→ **DIRECTIONS**
**1.** Answer these questions using the tire pressure tool thread:
(a) What price does the ATEC VT 15 sell for on Tire Rack?
(b) What model year is Dale_K's GM pickup?
(c) According to the update, which two vehicles did Tire Rack confirm the VT 15 works with?
**2.** Name every distinct username that posts in the tire pressure tool thread.
**3.** Write what comes next in the tire pressure tool thread, starting after its last line.

→ **SELECTED PASSAGE**
* * *

# Tire pressure tool



## c6vette (Jul 24, 2011)

Eventually I'm going to rotate my Eco tires. What is the best tool for resetting the TPM's that works well with the Cruze? Price is important!


----------



## NBrehm (Jun 27, 2011)

I don't think Chevy sensors are wheel specific, and there really isn't a cheap tool.


----------



## c6vette (Jul 24, 2011)

NBrehm said:


> I don't think Chevy sensors are wheel specific, and there really isn't a cheap tool.


They are wheel specific but it's not as critical as if the car with equipped with run flat tires. One run flat could has 0 lbs of air and look exactly like the other three. The display on the Cruze DIC shows the tire positions. If one reads low you can go directly to that tire and correct it. 
I found a TPM tool on Tire Rack. It's a ATEC VT 15. It sells for $110 which seems reasonable. It suppose to be universal but then it goes and lists all the vehicle that are covered but not the Cruze (the Cobalt is on the list). I'm going to check with the manufactor. I have 2 vehicles that require a tool and getting a third in Sept.that will also need it.
UPDATE: Contacted Tire Rack-The VT 15 works with the Cruze and the Volt.


----------



## NBrehm (Jun 27, 2011)

I hate TPMS....


----------



## c6vette (Jul 24, 2011)

NBrehm said:


> I hate TPMS....


If your vehicle has run flat tires its a must. Could possibly do without it on the Cruze.


----------



## Dale_K (Jul 16, 2011)

I wonder if the method on my 2010 GM pickup would work. On the truck you can let air out of the tire instead of using a tool. I just looked at the Cruze manual and it doesn't say anything about doing it that way but it would be surprising for GM not to use the same method on vehicles of the same age.


----------



## c6vette (Jul 24, 2011)

Dale_K said:


> I wonder if the method on my 2010 GM pickup would work. On the truck you can let air out of the tire instead of using a tool. I just looked at the Cruze manual and it doesn't say anything about doing it that way but it would be surprising for GM not to use the same method on vehicles of the same age.

* * *

→ **EXCERPTED RECORDS**
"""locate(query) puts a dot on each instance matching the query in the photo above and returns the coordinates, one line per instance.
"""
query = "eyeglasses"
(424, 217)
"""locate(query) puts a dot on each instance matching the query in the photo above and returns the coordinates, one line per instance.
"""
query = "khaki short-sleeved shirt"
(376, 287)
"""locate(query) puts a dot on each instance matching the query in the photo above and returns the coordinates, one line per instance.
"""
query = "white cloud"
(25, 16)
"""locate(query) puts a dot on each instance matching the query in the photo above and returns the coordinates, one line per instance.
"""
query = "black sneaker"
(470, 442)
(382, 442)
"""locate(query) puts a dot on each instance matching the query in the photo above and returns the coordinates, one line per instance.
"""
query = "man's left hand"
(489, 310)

* * *

→ **ANSWERS FOR THE EXERCISE**
**1.**
(a) $110
(b) 2010
(c) The Cruze and the Volt

**2.** c6vette, NBrehm, Dale_K

**3.**
On the 2004 and earlier GM cars all you needed was a strong magnet. Starting in 2005 the magnet no longer works. I assume its just a different design OF the TPM's. I believe TPM's are now mandated by law for all vehicles.
I ordered the tool from Tire Rack yesterday, they had the best price for the model I wanted.


----------



## Vetterin (Mar 27, 2011)

Dale_K said:


> I wonder if the method on my 2010 GM pickup would work. On the truck you can let air out of the tire instead of using a tool. I just looked at the Cruze manual and it doesn't say anything about doing it that way but it would be surprising for GM not to use the same method on vehicles of the same age.


 I do believe it will as it seems to work on just about all GM proucts. I rotated my tires just Sunday so I think I will give it a try tonight when I get home from work.


----------



## gman19 (Apr 5, 2011)

Dale_K said:


> I wonder if the method on my 2010 GM pickup would work. On the truck you can let air out of the tire instead of using a tool. I just looked at the Cruze manual and it doesn't say anything about doing it that way but it would be surprising for GM not to use the same method on vehicles of the same age.


I was wondering this also...our 2010 Equinox uses the same method as described by Dale_K unless you have the tool...


----------



## MikeW (Nov 29, 2010)

Not sure about the Eco model, but the manual for my Cruze clearly outlines the process for resetting the TPMS after tire rotation. It is through the DIC, and is as simple as starting the process and then systematically bleeding out air for each tire. Takes just a couple minutes, and the only tool required is a small screwdriver to depress the valve in the valve stem, and a compressor to restore the tire pressure after the reset is complete.

http://www.chevrolet.com/assets/pdf/owners/manuals/2011/2k11cruze.pdf

Page 10-52


----------



## Big Tom (Mar 8, 2011)

MikeW said:


> Not sure about the Eco model, but the manual for my Cruze clearly outlines the process for resetting the TPMS after tire rotation. It is through the DIC, and is as simple as starting the process and then systematically bleeding out air for each tire. Takes just a couple minutes, and the only tool required is a small screwdriver to depress the valve in the valve stem, and a compressor to restore the tire pressure after the reset is complete.
> 
> http://www.chevrolet.com/assets/pdf/owners/manuals/2011/2k11cruze.pdf
> 
> Page 10-52


Where do you see that?

*10-52 Vehicle Care*
*TPMS Sensor Matching*
*Process*
Each TPMS sensor has a unique
identification code. The identification
code needs to be matched to a new
tire/wheel position after rotating the
tires or replacing one or more of the
TPMS sensors. The TPMS sensor
matching process should also be
performed after replacing a spare
tire with a road tire containing the
TPMS sensor. The malfunction light
and the DIC message should go
off at the next ignition cycle. The
sensors are matched to the tire/
wheel positions, using a TPMS
relearn tool, in the following order:
driver side front tire, passenger side
front tire, passenger side rear tire,
and driver side rear. See your
dealer for service or to purchase a
relearn tool.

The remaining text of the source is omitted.